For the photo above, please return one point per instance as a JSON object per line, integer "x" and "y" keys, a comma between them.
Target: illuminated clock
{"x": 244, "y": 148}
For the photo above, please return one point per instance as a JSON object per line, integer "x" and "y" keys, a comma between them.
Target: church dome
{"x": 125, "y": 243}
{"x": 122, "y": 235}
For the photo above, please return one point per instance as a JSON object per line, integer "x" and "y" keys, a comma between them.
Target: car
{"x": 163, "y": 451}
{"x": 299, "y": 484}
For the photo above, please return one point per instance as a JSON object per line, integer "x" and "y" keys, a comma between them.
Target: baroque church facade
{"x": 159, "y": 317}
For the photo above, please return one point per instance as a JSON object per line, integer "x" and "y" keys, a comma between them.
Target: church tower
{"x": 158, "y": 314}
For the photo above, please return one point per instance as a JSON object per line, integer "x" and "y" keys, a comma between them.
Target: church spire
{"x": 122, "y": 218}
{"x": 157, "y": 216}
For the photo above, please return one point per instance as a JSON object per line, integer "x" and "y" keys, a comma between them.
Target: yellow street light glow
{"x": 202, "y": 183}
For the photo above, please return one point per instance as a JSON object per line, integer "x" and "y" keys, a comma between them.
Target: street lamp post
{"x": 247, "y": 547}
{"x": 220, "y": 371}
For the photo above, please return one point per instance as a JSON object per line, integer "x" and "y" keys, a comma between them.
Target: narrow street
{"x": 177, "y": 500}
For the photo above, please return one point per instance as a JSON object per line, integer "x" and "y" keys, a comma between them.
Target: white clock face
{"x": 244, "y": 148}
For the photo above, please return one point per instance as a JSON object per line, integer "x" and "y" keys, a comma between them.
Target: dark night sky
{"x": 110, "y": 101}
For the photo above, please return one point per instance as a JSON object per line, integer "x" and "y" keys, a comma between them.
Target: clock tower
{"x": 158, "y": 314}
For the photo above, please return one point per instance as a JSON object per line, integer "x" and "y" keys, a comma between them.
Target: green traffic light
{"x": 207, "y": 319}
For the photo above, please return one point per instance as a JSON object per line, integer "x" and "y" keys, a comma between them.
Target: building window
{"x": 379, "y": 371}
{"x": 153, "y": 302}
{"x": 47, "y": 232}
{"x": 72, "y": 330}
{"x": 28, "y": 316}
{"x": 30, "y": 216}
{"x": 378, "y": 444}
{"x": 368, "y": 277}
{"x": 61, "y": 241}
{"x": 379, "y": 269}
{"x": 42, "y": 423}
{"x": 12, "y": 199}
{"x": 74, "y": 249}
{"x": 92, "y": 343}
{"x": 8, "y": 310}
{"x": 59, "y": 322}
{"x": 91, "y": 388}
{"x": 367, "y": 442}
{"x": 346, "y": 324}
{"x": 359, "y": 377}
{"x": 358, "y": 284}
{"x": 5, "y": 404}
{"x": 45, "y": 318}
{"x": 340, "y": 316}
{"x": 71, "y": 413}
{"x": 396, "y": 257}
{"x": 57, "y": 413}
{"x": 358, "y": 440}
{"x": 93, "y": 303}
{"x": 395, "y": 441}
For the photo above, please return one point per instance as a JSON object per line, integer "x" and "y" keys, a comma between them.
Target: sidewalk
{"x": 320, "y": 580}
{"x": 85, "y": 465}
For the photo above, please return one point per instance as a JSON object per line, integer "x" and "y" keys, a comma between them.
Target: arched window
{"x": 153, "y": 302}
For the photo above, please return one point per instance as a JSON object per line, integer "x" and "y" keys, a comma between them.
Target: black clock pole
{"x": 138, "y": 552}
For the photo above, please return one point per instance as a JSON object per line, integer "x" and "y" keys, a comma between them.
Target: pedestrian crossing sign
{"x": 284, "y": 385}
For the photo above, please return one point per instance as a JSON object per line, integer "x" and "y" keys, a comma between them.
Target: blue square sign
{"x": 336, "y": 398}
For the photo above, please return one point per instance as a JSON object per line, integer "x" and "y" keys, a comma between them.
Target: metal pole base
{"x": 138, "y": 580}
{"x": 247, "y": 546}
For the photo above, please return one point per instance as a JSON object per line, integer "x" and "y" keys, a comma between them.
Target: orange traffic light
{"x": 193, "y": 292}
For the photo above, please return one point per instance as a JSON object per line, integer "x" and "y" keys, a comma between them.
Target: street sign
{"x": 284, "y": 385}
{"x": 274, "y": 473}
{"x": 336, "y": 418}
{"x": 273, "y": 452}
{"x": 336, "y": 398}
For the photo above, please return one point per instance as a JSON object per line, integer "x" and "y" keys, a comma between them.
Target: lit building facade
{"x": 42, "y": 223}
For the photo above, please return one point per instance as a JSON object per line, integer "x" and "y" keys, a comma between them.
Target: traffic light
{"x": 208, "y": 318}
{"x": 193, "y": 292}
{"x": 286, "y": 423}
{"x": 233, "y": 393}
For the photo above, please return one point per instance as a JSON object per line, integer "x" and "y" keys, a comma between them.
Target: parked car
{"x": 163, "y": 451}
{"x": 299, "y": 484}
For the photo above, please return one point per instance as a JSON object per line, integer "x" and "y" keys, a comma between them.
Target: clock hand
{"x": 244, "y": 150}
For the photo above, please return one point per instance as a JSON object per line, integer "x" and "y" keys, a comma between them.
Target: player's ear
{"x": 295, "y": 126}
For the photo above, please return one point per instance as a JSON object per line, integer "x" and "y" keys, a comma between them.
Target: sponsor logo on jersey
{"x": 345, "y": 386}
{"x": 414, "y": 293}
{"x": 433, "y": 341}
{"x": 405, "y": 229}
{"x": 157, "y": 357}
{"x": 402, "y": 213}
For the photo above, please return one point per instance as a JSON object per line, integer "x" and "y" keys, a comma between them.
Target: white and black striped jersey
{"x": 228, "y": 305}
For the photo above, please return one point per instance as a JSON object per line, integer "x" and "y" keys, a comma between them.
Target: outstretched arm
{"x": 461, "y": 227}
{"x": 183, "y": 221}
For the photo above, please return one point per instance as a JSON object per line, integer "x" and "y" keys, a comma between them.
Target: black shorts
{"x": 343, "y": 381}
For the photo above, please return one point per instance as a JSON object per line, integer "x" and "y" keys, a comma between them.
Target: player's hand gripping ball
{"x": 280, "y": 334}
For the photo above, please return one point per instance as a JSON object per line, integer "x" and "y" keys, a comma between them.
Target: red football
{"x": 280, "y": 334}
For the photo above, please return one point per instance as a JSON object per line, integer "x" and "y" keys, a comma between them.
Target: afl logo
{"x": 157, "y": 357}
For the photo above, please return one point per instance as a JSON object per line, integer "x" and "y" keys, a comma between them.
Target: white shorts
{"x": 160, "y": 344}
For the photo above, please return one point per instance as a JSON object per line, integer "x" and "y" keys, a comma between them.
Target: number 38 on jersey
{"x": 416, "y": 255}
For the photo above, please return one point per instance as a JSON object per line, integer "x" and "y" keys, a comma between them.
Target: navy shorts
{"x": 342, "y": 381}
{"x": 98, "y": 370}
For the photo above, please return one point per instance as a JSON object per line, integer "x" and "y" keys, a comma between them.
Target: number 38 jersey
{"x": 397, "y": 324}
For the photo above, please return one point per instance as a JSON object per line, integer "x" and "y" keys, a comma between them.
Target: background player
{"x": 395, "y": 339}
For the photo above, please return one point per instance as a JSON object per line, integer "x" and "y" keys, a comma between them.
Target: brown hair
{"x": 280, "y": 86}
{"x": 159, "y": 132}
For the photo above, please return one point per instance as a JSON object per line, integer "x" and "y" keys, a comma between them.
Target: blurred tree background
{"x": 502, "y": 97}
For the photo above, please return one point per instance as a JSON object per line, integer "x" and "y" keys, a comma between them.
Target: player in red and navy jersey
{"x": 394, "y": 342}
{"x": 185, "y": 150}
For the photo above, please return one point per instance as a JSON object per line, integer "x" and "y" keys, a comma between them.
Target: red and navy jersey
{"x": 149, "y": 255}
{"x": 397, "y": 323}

____

TASK PROMPT:
Retype all of the data shown above, word for word.

SOLVED EXERCISE:
For the photo above, please return one point per instance as a JSON object per line, integer "x" and "y" keys, a comma between them.
Target: illuminated clock
{"x": 244, "y": 148}
For the photo above, please return one point per instance as a JSON object per line, integer "x" and "y" keys, a comma between them.
Target: church dome
{"x": 125, "y": 243}
{"x": 122, "y": 235}
For the photo above, please return one point per instance as a JSON object per line, integer "x" and "y" keys, a comma between them.
Target: car
{"x": 163, "y": 451}
{"x": 299, "y": 484}
For the photo above, please return one point per instance as a JSON object per line, integer "x" and "y" keys, a comma between them.
Target: baroque church facade
{"x": 159, "y": 317}
For the photo above, please return one point per instance as a JSON object per line, integer "x" and "y" keys, a comma between them.
Target: church tower
{"x": 158, "y": 314}
For the photo above, please return one point per instance as a JSON object per line, integer "x" and "y" keys, a comma between them.
Target: church spire
{"x": 122, "y": 218}
{"x": 157, "y": 216}
For the photo above, please return one point per instance as a JSON object per line, integer "x" and "y" keys, a comma between them.
Target: yellow street light glow
{"x": 202, "y": 183}
For the photo above, please return one point per instance as a JSON object per line, integer "x" and "y" keys, a comma between them.
Target: street lamp post
{"x": 247, "y": 547}
{"x": 220, "y": 371}
For the photo above, please return one point per instance as a JSON object per line, integer "x" and "y" keys, a comma between them.
Target: narrow street
{"x": 177, "y": 500}
For the photo above, please return one point per instance as a JSON object per line, integer "x" and "y" keys, a comma between them.
Target: white clock face
{"x": 244, "y": 148}
For the photo above, please return one point per instance as a JSON object per line, integer "x" and "y" keys, a comma between them.
Target: dark night sky
{"x": 110, "y": 101}
For the photo above, please return one point per instance as a JSON object per line, integer "x" and "y" keys, a comma between them.
Target: clock tower
{"x": 158, "y": 314}
For the photo above, please return one point per instance as a JSON object per line, integer "x" and "y" keys, a comma between them.
Target: green traffic light
{"x": 207, "y": 319}
For the photo above, please return one point per instance as a JSON object per line, integer "x" and "y" keys, a comma between them.
Target: building window
{"x": 379, "y": 371}
{"x": 153, "y": 302}
{"x": 47, "y": 232}
{"x": 72, "y": 330}
{"x": 28, "y": 316}
{"x": 30, "y": 216}
{"x": 378, "y": 444}
{"x": 368, "y": 277}
{"x": 61, "y": 241}
{"x": 379, "y": 269}
{"x": 42, "y": 423}
{"x": 12, "y": 199}
{"x": 74, "y": 249}
{"x": 92, "y": 343}
{"x": 8, "y": 310}
{"x": 59, "y": 322}
{"x": 91, "y": 388}
{"x": 367, "y": 442}
{"x": 346, "y": 324}
{"x": 359, "y": 377}
{"x": 358, "y": 284}
{"x": 5, "y": 404}
{"x": 45, "y": 318}
{"x": 340, "y": 316}
{"x": 71, "y": 413}
{"x": 396, "y": 257}
{"x": 57, "y": 413}
{"x": 358, "y": 440}
{"x": 93, "y": 303}
{"x": 395, "y": 441}
For the photo above, please return one point per instance as a JSON object per line, integer "x" and "y" keys, a comma between them.
Target: sidewalk
{"x": 320, "y": 580}
{"x": 85, "y": 465}
For the photo above, please return one point per instance as a JSON object per line, integer "x" and "y" keys, a comma between them.
Target: arched window
{"x": 153, "y": 302}
For the photo above, please return one point per instance as a JSON object per line, integer "x" and "y" keys, a comma between them.
Target: black clock pole
{"x": 138, "y": 552}
For the photo above, please return one point per instance as a JSON object per line, integer "x" and "y" keys, a comma between them.
Target: pedestrian crossing sign
{"x": 284, "y": 385}
For the photo above, please return one point per instance as a JSON object per line, integer "x" and "y" keys, a comma between them.
Target: blue square sign
{"x": 336, "y": 398}
For the photo above, please return one point per instance as a JSON object per line, integer "x" and "y" keys, a comma between them.
Target: metal pole base
{"x": 138, "y": 580}
{"x": 247, "y": 546}
For the photo above, please return one point per instance as a JSON object per line, integer "x" and "y" keys, a comma between them.
Target: orange traffic light
{"x": 193, "y": 292}
For the photo above, please return one point per instance as a JSON object per line, integer "x" and "y" keys, a comma between them.
Target: street sign
{"x": 284, "y": 385}
{"x": 274, "y": 473}
{"x": 336, "y": 418}
{"x": 273, "y": 452}
{"x": 336, "y": 398}
For the photo above, please return one point per instance as a JSON object per line, integer "x" and "y" keys, a comma between them.
Target: lit building facade
{"x": 42, "y": 223}
For the photo above, please return one point per instance as a JSON object per line, integer "x" and "y" keys, a comma between them.
Target: traffic light
{"x": 208, "y": 318}
{"x": 193, "y": 292}
{"x": 286, "y": 423}
{"x": 233, "y": 393}
For the photo above, please return one point per instance as a JSON object per line, integer "x" and "y" keys, a comma between them.
Target: parked car
{"x": 163, "y": 451}
{"x": 299, "y": 484}
For the photo above, please return one point per instance as a JSON object per line, integer "x" and "y" keys, a comma between them.
Target: clock hand
{"x": 244, "y": 150}
For the photo above, please return one point per instance as a JSON object per line, integer "x" and "y" keys, a comma between them.
Target: player's ear
{"x": 295, "y": 126}
For the photo above, please return one point per instance as a JSON object per line, integer "x" and "y" keys, a comma between them.
Target: sponsor logo on jersey
{"x": 345, "y": 386}
{"x": 414, "y": 293}
{"x": 433, "y": 341}
{"x": 405, "y": 229}
{"x": 157, "y": 357}
{"x": 402, "y": 213}
For the photo above, please return one point per instance as a JSON object per line, integer "x" and "y" keys, a comma between them.
Target: white and black striped jersey
{"x": 228, "y": 305}
For the photo above, please return one point per instance as a JSON object per line, integer "x" and "y" keys, a comma between them.
Target: outstretched arm
{"x": 461, "y": 227}
{"x": 183, "y": 221}
For the photo above, please return one point per instance as a JSON object per line, integer "x" and "y" keys, a comma between them.
Target: black shorts
{"x": 343, "y": 381}
For the photo above, please return one point per instance as a JSON object per line, integer "x" and "y" keys, a comma between them.
Target: player's hand gripping ball
{"x": 280, "y": 334}
For the photo above, please return one point per instance as a JSON object per line, integer "x" and "y" keys, a comma between them.
Target: red football
{"x": 280, "y": 334}
For the photo above, please return one point per instance as a JSON object per line, integer "x" and "y" keys, a comma between them.
Target: afl logo
{"x": 157, "y": 357}
For the photo above, please return one point per instance as a JSON object per line, integer "x" and "y" keys, a comma between them.
Target: white shorts
{"x": 160, "y": 344}
For the photo above, please return one point per instance as a JSON object per line, integer "x" and "y" keys, a comma between them.
Target: number 38 on jersey
{"x": 416, "y": 255}
For the photo above, please return one point per instance as a JSON object per line, integer "x" and "y" keys, a comma between them.
Target: navy shorts
{"x": 342, "y": 381}
{"x": 98, "y": 370}
For the photo above, please return one point per instance as a JSON object per line, integer "x" and "y" keys, a comma between them.
Target: number 38 jersey
{"x": 397, "y": 324}
For the photo above, please return one point per instance as a JSON object per line, integer "x" and "y" keys, a comma between them.
Target: background player
{"x": 395, "y": 339}
For the photo above, please return one point per instance as a JSON object per line, integer "x" and "y" keys, a comma between them.
Target: brown hair
{"x": 280, "y": 86}
{"x": 159, "y": 132}
For the photo above, please return one point per instance as a JSON object per line, integer "x" and "y" keys, a comma between them.
Target: blurred tree background
{"x": 502, "y": 97}
For the photo above, please return one point per instance as a JSON object per line, integer "x" and "y" keys, a comma between them.
Target: player in red and navy jersey
{"x": 394, "y": 342}
{"x": 185, "y": 150}
For the photo above, please return one point per instance as a JSON object per line, integer "x" and "y" keys, a comma between them.
Target: red and navy jersey
{"x": 149, "y": 255}
{"x": 397, "y": 323}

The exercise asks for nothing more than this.